WORK TO DO ▸
1 – In the forum thread about the dog for sale, what price did the seller lower the asking price to?
2 – Continue the forum thread about the dog for sale from the point where it stops.

TEXT EXTRACT ▸
<<<<
# "Poor Girl :(" UPDATE!



## kenzie (Jul 26, 2009)

I hope someone here can give her a good loving home. The seller was asking $250 for her but has now dropped the price to $180 and would probably take way less. I live about 20 mins away from her and I would be happy to help out in any way that I can if someone here wants her.

http://fortsmith.craigslist.org/for/1305737241.html


----------



## mss (Mar 1, 2006)

I might have a vacancy ... I lost my elderly mini schnauzer mix recently and my senior male Maltese seems sad.  But I don't know how you would get her to me. I can drive within California, but not all the way to where you are!


----------



## mss (Mar 1, 2006)

Probably the best thing would be to encourage the owner to turn the dog over to a rescue organization that is somewhat local, or has local fosters. A rescue organization would not pay him for the dog, but perhaps he could keep the "cage" and other supplies and sell them on craigslist separately.
>>>>
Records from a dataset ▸
<<<<
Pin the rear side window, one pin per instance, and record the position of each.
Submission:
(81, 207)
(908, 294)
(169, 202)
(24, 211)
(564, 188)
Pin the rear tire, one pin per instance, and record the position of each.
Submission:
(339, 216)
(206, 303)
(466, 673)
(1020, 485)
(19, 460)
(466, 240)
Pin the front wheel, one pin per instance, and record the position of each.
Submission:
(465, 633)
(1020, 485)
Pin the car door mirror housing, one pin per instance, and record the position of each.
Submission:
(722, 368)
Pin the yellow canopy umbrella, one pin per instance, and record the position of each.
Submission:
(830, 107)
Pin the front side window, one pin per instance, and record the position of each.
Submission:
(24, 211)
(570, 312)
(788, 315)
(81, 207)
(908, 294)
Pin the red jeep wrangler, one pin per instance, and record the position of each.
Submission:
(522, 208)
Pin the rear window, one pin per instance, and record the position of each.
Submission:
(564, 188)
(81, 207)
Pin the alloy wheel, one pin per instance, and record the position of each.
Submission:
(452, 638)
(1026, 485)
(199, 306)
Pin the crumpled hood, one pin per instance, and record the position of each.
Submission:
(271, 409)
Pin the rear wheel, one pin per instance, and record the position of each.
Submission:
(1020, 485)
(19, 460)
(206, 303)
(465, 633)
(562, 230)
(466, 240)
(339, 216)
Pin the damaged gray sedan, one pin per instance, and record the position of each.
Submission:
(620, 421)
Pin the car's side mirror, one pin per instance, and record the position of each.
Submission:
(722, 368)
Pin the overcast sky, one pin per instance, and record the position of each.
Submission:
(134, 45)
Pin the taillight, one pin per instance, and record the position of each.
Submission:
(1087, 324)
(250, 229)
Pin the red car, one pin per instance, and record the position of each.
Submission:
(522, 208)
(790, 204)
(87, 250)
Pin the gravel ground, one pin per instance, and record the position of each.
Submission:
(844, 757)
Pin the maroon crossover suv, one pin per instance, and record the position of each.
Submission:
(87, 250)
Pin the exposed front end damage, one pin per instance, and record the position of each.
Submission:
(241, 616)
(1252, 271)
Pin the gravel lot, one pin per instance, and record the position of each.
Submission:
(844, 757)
>>>>
ANSWERS TO THE TASKS ▸
1 – $180

2 –
I think many people would hesitate to take the dog into their home on a supposed permanent basis, especially long distance, without more verifiable information about the dog's personality and health and what her origins are. 

Does anyone know of rescue organizations to suggest in that general area? I found a list on line of Texas rescue organizations, but I know essentially nothing about them personally.


----------



## paris'mom (Jul 14, 2004)

I hope someone can help her. 

It just breaks my heart to read the phrase such as "...need to get rid of her soon"

They are little lives - not something like an old shirt to be discarded...


----------



## mss (Mar 1, 2006)

I see the craigslist "flaggers" have caused the ad to disappear. I hope there were some caring, ethical responses before that happened.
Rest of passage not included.